##### RECORDS FOR THIS TASK

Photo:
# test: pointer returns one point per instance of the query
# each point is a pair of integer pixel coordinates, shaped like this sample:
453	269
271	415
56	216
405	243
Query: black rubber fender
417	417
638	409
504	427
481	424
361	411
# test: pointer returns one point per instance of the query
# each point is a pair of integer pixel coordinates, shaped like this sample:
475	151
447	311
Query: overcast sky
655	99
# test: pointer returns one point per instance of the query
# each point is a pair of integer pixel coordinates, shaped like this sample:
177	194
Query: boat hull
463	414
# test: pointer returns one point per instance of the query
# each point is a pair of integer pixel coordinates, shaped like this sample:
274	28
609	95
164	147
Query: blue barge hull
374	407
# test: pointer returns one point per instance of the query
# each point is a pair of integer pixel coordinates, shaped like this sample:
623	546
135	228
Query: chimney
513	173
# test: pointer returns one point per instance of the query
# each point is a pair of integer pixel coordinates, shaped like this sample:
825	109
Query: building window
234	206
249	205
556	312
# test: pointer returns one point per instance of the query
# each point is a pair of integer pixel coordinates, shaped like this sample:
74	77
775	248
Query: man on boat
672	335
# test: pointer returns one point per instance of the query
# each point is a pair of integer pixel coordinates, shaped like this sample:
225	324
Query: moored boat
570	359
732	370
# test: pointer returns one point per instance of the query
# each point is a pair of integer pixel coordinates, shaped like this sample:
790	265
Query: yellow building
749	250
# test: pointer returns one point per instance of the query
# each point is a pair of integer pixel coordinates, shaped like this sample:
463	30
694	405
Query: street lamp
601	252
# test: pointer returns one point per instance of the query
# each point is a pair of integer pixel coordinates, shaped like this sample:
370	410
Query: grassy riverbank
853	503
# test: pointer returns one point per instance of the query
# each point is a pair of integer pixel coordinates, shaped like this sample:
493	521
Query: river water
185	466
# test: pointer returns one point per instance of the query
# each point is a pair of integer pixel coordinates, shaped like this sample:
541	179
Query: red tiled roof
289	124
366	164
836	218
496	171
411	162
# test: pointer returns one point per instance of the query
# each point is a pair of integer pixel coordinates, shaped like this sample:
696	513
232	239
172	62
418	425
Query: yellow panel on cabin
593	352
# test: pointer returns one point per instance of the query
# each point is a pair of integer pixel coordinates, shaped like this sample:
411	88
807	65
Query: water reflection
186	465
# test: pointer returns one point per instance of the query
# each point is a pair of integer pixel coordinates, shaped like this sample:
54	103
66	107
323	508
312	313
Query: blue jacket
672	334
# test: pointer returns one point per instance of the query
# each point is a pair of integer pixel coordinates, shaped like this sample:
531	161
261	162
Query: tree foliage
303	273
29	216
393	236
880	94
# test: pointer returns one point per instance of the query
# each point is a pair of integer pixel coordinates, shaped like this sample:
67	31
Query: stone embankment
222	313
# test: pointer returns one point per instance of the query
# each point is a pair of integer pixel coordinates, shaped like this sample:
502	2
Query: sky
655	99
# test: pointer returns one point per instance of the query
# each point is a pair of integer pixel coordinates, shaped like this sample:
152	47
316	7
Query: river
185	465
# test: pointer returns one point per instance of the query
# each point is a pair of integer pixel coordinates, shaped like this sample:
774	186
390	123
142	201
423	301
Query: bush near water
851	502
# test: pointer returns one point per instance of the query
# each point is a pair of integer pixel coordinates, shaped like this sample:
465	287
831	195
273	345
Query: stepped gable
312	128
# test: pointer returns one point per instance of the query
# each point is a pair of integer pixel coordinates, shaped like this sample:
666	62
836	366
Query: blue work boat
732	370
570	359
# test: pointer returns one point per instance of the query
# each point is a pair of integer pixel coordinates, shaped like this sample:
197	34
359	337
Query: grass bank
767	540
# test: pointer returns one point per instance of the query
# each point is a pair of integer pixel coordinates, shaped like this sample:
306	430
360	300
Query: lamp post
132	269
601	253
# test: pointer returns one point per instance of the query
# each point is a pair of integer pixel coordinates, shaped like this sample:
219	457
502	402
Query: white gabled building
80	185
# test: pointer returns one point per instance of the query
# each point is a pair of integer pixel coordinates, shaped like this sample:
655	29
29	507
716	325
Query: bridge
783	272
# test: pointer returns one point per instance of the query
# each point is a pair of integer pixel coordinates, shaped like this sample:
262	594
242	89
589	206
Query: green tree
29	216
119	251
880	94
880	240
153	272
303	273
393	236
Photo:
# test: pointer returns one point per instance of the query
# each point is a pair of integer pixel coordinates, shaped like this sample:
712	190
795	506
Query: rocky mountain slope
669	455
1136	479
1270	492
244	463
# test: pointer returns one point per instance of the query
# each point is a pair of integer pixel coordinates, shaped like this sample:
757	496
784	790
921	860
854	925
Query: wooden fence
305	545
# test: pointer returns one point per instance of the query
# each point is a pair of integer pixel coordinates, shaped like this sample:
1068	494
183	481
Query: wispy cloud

##########

Set down each entry again, unchanged.

Photo:
# test: pointer returns one point per instance of the query
# each point is a pair of integer pixel coordinates, shaped like this sample:
453	269
271	415
56	216
405	243
Query: black rubber fender
417	417
638	409
504	427
481	424
361	411
# test: pointer returns one point per instance of the query
# each point is a pair of integer pixel coordinates, shaped like this sample:
475	151
447	311
Query: overcast sky
655	99
# test: pointer returns one point per instance of the query
# each point is a pair of integer pixel coordinates, shaped like this sample:
177	194
Query: boat hull
463	414
# test: pointer returns one point per instance of the query
# each point is a pair of integer pixel coordinates, shaped like this sample:
274	28
609	95
164	147
Query: blue barge hull
374	407
# test: pointer returns one point per instance of the query
# each point is a pair of integer pixel coordinates, shaped like this sample:
623	546
135	228
Query: chimney
513	173
# test: pointer returns one point per instance of the query
# each point is a pair of integer pixel coordinates, shaped like this sample:
825	109
Query: building window
234	206
249	205
556	312
# test: pointer returns one point per instance of the query
# each point is a pair of integer pixel coordinates, shaped like this sample:
74	77
775	248
Query: man on boat
672	335
# test: pointer returns one point per instance of the query
# each point is a pair of integer pixel coordinates, shaped like this sample:
225	324
Query: moored boat
570	359
732	370
# test: pointer returns one point per instance of the query
# each point is a pair of integer pixel coordinates, shaped like this sample:
790	265
Query: yellow building
749	250
# test: pointer returns one point per instance of the query
# each point is a pair of integer pixel coordinates, shaped like this sample:
463	30
694	405
Query: street lamp
601	252
# test: pointer returns one point per instance of the query
# each point is a pair of integer pixel coordinates, shaped like this sample:
370	410
Query: grassy riverbank
853	503
# test: pointer returns one point per instance of the query
# each point is a pair of integer pixel coordinates, shaped like this sample:
493	521
Query: river water
185	466
# test: pointer returns one point per instance of the query
# each point is a pair of integer pixel coordinates, shaped like this sample:
541	179
Query: red tiled roof
289	124
366	164
836	218
496	171
411	162
# test: pointer returns one point per instance of the query
# each point is a pair of integer pixel coordinates, shaped like this sample:
696	513
232	239
172	62
418	425
Query: yellow panel on cabin
593	352
# test: pointer returns one point per instance of the query
# each point is a pair of integer pixel coordinates, shaped like this sample:
411	88
807	65
Query: water reflection
186	465
# test: pointer returns one point per instance of the query
# each point is a pair of integer pixel coordinates, shaped like this sample:
54	103
66	107
323	508
312	313
Query: blue jacket
672	334
# test: pointer returns one point per instance of the query
# each point is a pair of integer pixel coordinates, shaped like this sample:
531	161
261	162
Query: tree foliage
303	273
29	216
393	236
880	94
# test: pointer returns one point per instance of the query
# each point is a pair of integer pixel coordinates, shaped like this sample:
67	31
Query: stone embankment
222	313
# test: pointer returns one point per instance of the query
# each point is a pair of integer pixel coordinates, shaped like this sample:
502	2
Query: sky
655	99
# test: pointer returns one point per instance of the query
# each point is a pair of integer pixel coordinates, shaped like this sample:
152	47
316	7
Query: river
185	465
# test: pointer returns one point per instance of the query
# each point is a pair of integer pixel coordinates, shaped like this sample:
774	186
390	123
142	201
423	301
Query: bush near water
851	502
# test: pointer returns one point per instance of the query
# each point is a pair of integer pixel coordinates, shaped like this sample:
465	287
831	195
273	345
Query: stepped gable
312	128
# test: pointer returns one point per instance of the query
# each point is a pair of integer pixel coordinates, shaped like this sample:
666	62
836	366
Query: blue work boat
732	370
570	359
# test: pointer returns one point per instance of the query
# each point is a pair of integer pixel coordinates, shaped like this sample:
197	34
359	337
Query: grass bank
767	540
# test: pointer returns one point per instance of the query
# each point is a pair of integer pixel coordinates, shaped like this sample:
306	430
360	300
Query: lamp post
132	269
601	253
# test: pointer returns one point per instance of the query
# each point is a pair of integer pixel coordinates, shaped like this sample:
219	457
502	402
Query: white gabled building
80	185
# test: pointer returns one point per instance of the query
# each point is a pair of integer pixel coordinates, shaped like this sample:
655	29
29	507
716	325
Query: bridge
783	272
# test: pointer returns one point per instance of the query
# each point is a pair of integer pixel coordinates, shaped like this sample:
262	594
242	89
589	206
Query: green tree
29	216
119	251
880	94
880	240
153	272
303	273
393	236
Photo:
# test: pointer returns one point per instance of the query
# each point is a pair of integer pixel coordinates, shaped like this sample:
712	190
795	506
Query: rocky mountain slope
669	455
1136	479
1270	492
244	463
# test: pointer returns one point per instance of the query
# each point is a pair of integer pixel coordinates, shaped like this sample:
757	496
784	790
921	860
854	925
Query: wooden fence
305	545
# test: pointer returns one point per instance of the query
# each point is a pair of integer pixel coordinates, shaped like this sample:
1068	494
183	481
Query: wispy cloud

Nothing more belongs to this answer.